---------- PROVIDED DATA

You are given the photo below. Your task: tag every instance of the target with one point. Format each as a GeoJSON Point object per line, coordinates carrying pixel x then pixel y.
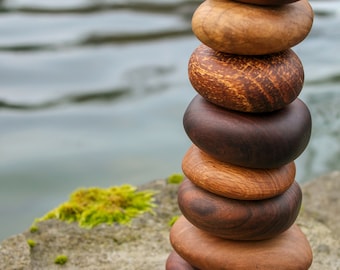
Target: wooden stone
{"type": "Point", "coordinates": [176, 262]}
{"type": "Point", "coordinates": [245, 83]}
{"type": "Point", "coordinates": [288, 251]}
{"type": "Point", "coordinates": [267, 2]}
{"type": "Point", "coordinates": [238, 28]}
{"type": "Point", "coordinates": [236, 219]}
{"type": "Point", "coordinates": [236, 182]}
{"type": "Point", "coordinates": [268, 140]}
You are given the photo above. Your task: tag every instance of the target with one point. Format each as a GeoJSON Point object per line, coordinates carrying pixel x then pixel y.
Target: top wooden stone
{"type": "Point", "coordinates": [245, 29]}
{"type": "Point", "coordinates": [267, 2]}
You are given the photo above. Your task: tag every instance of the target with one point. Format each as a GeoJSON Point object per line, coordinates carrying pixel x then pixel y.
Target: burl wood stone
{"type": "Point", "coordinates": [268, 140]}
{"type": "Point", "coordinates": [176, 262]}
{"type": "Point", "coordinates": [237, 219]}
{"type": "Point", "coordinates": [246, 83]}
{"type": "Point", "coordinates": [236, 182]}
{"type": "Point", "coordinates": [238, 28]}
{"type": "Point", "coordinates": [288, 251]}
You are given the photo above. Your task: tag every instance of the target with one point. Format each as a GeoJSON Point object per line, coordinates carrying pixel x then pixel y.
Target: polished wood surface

--------------------

INSTRUCTIONS FOR THE TASK: Leave every picture out, and transcribe the data above exactly as it reads.

TASK ANSWER:
You are given the photo below. Your task: tag every instance of the target with one point. Format each as a GeoJSON Point object per line, coordinates carrying pixel x then pixel y.
Target: wooden stone
{"type": "Point", "coordinates": [176, 262]}
{"type": "Point", "coordinates": [245, 83]}
{"type": "Point", "coordinates": [288, 251]}
{"type": "Point", "coordinates": [267, 2]}
{"type": "Point", "coordinates": [238, 28]}
{"type": "Point", "coordinates": [236, 219]}
{"type": "Point", "coordinates": [236, 182]}
{"type": "Point", "coordinates": [268, 140]}
You are given the photo above. Your task: tag every instance of the target with one point. Format each as a GeoJSON Point object per line, coordinates carrying pixel x then pixel y.
Target: top wooden stone
{"type": "Point", "coordinates": [245, 29]}
{"type": "Point", "coordinates": [267, 2]}
You are given the photo above. Your task: tag every instance of the target with one point. Format each as a GeoJSON Point object per line, coordinates carrying pixel x then pixel y.
Target: burl wood stone
{"type": "Point", "coordinates": [268, 140]}
{"type": "Point", "coordinates": [176, 262]}
{"type": "Point", "coordinates": [237, 219]}
{"type": "Point", "coordinates": [246, 83]}
{"type": "Point", "coordinates": [236, 182]}
{"type": "Point", "coordinates": [238, 28]}
{"type": "Point", "coordinates": [288, 251]}
You are given the photo above. Your task: tag every instance of the target with one point. Format each as a GeoJSON Point object per line, coordinates carrying pixel x then pixel y.
Target: polished wood surface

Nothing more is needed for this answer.